▶ _Entries_
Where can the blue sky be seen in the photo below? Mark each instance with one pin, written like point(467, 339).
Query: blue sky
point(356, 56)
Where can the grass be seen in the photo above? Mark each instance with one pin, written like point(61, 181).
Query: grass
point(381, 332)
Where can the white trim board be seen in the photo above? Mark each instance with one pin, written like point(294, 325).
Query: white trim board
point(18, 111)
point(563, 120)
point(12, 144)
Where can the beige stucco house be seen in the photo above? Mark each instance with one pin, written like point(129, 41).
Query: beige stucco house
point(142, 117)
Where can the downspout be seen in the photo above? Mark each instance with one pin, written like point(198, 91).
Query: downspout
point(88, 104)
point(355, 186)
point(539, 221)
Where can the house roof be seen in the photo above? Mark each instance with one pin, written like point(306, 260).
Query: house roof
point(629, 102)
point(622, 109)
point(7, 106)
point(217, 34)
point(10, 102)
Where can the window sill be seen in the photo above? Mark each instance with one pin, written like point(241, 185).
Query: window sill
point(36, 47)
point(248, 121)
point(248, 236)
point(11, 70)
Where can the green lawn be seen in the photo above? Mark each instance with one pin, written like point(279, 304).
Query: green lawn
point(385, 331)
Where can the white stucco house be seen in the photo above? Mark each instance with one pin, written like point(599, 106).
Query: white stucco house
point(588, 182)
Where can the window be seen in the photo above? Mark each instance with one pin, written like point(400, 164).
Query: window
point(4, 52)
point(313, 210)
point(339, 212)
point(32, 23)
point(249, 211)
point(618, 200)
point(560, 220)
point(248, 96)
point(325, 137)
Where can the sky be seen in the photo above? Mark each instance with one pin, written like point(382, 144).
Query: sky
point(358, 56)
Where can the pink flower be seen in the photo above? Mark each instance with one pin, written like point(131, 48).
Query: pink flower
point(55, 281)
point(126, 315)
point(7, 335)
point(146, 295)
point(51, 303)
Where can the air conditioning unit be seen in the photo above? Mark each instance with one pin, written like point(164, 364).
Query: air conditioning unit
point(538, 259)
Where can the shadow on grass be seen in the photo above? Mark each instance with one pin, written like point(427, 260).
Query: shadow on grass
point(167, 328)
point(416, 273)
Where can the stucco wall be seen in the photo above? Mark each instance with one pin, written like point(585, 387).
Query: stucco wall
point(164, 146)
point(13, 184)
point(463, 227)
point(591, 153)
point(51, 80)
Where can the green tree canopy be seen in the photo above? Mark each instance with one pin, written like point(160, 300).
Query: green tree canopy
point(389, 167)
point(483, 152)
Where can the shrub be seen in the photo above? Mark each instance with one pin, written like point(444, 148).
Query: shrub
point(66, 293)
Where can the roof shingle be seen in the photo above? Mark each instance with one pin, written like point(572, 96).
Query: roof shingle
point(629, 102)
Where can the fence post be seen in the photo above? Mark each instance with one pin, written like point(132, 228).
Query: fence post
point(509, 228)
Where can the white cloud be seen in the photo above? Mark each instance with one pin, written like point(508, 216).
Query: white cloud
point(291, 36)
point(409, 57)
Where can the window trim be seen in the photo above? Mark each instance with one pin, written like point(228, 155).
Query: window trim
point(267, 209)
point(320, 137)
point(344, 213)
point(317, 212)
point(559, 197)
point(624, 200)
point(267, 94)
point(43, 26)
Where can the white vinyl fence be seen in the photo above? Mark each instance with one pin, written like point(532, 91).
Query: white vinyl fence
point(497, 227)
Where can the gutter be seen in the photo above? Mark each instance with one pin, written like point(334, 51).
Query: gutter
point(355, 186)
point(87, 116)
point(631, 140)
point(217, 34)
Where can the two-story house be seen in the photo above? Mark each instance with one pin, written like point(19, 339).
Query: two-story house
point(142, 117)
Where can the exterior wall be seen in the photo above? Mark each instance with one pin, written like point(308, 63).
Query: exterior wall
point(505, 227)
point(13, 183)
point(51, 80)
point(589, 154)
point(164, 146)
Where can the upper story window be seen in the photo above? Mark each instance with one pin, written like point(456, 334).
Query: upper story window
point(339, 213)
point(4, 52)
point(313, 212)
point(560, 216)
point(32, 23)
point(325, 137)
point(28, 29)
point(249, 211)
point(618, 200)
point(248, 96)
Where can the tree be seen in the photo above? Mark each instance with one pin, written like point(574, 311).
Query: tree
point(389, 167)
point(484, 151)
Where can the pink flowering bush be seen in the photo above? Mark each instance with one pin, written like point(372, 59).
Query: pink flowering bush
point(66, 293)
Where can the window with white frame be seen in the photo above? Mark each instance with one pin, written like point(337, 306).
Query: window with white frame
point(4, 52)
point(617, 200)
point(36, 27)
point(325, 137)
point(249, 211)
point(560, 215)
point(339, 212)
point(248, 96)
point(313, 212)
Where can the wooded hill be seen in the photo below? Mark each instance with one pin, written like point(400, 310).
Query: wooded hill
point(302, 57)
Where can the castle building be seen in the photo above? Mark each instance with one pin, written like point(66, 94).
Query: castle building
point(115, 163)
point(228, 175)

▶ _Directions for this task_
Copy every one of the lines above word for word, leaving nothing out and changing nothing.

▶ _Written answer_
Where can the blue sky be seen in the photo below? Mark each instance with one pin, written like point(467, 339).
Query: blue sky
point(356, 56)
Where can the grass be seen in the photo above? Mark each instance with one pin, written like point(61, 181).
Query: grass
point(381, 332)
Where can the white trim board be seen in the photo above? Mark each instance with one pin, written like point(294, 325).
Query: white trim board
point(18, 111)
point(563, 120)
point(12, 144)
Where can the beige stucco house be seen in the photo above? Mark each instance with one pin, written like point(129, 41).
Query: beige stucco house
point(142, 117)
Where can the downspout be seen in the photo above? Mark each instance with one pin, written like point(198, 91).
Query: downspout
point(88, 104)
point(355, 186)
point(539, 221)
Where can the house roof be seen in the photo above? Mark each instance with one pin, written like point(306, 260).
Query: house roof
point(629, 102)
point(622, 109)
point(7, 106)
point(217, 34)
point(10, 102)
Where can the window sill be seen in the photo above? Mark each instance with one pin, written like point(241, 185).
Query: window sill
point(36, 47)
point(248, 121)
point(248, 236)
point(11, 70)
Where can the green lawn be seen in the photo above? Mark each instance with one pin, written like point(279, 304).
Query: green lawn
point(385, 331)
Where can the white stucco house be seen in the photo above? Mark each instance with one pin, written like point(599, 106).
Query: white stucco house
point(588, 182)
Where can the window be seen in the photo above? Mark each instance with one pin, written like point(400, 164).
Query: window
point(4, 52)
point(313, 210)
point(339, 212)
point(32, 23)
point(249, 211)
point(618, 200)
point(560, 220)
point(248, 96)
point(325, 137)
Where can the sky be seen in the photo above? Mark each instance with one pin, written like point(382, 144).
Query: sky
point(358, 56)
Where can the pink flower be seen in the photo above? Mark each instance with one pin, written like point(131, 48).
Query: pink flower
point(55, 281)
point(126, 315)
point(7, 335)
point(146, 295)
point(51, 303)
Where can the air conditioning unit be seen in the photo above? Mark each instance with one pin, written like point(164, 364).
Query: air conditioning unit
point(538, 259)
Where can the shadow on grass be seen in the photo above? Mark each instance with one pin, written like point(427, 260).
Query: shadow on grass
point(167, 328)
point(416, 273)
Where can the stucco wall be seen in the photo above? Mark each instance with one pin, written like point(585, 387).
Query: stucco wall
point(164, 146)
point(13, 184)
point(463, 227)
point(591, 153)
point(51, 80)
Where can the green tree canopy be seen in the photo above? Mark each instance with one pin, written like point(160, 300).
Query: green tree canopy
point(389, 167)
point(483, 152)
Where can the shrub be seen in the photo above? Mark each instance with one pin, written like point(444, 148).
Query: shrub
point(66, 293)
Where can the roof shingle be seen in the photo above? Mark each instance with one pin, written like point(572, 96).
Query: roof shingle
point(629, 102)
Where can the fence post be seen in the photo above? Mark each instance with one pin, written like point(132, 228).
Query: fence post
point(509, 228)
Where can the white cloud be seen in the photo above? Mark each instance with one pin, written like point(508, 216).
Query: white cloud
point(291, 36)
point(409, 57)
Where can the window trim be seen in the photo above? Mark each instance with one pin, written like point(228, 155).
Query: window trim
point(267, 209)
point(320, 137)
point(344, 213)
point(317, 212)
point(559, 197)
point(624, 200)
point(267, 94)
point(43, 26)
Where can the white vinyl fence be seen in the photo above? Mark each instance with one pin, written like point(532, 91).
Query: white vinyl fence
point(497, 227)
Where can the gutter be seen in the photo above? Mark each instance with one pin, written like point(334, 51).
Query: gutter
point(355, 186)
point(87, 116)
point(631, 140)
point(217, 34)
Where can the two-story house be seen in the photo above? Mark each instance with one pin, written like point(19, 339).
Query: two-story house
point(142, 117)
Where can the exterior wall be seen in the photo above? Mark each instance with one pin, written like point(308, 63).
Query: exterior wall
point(505, 227)
point(13, 183)
point(51, 80)
point(589, 154)
point(164, 146)
Where can the upper story window be seen in the photo above? Mark each instance with one pin, written like point(456, 334).
Query: upper story window
point(339, 213)
point(4, 52)
point(313, 212)
point(560, 216)
point(32, 23)
point(325, 137)
point(28, 29)
point(249, 211)
point(618, 200)
point(248, 96)
Where can the tree be seen in the photo above? Mark each instance with one pin, written like point(574, 311).
Query: tree
point(389, 167)
point(484, 151)
Where can the pink flowering bush be seen in the photo above? Mark each instance with one pin, written like point(372, 59).
Query: pink flowering bush
point(66, 293)
Where can the window with white frame be seen in the photo above? Mark each instance with one pin, written like point(337, 306).
Query: window with white frame
point(4, 52)
point(617, 200)
point(36, 27)
point(325, 137)
point(249, 211)
point(560, 215)
point(339, 212)
point(248, 96)
point(313, 212)
Where can the wooded hill be seen in the photo below? Mark each instance with one pin, written like point(400, 310).
Query: wooded hill
point(302, 57)
Where can the castle building be seen in the photo above? Mark each instance with one pin, written like point(66, 94).
Query: castle building
point(115, 163)
point(228, 175)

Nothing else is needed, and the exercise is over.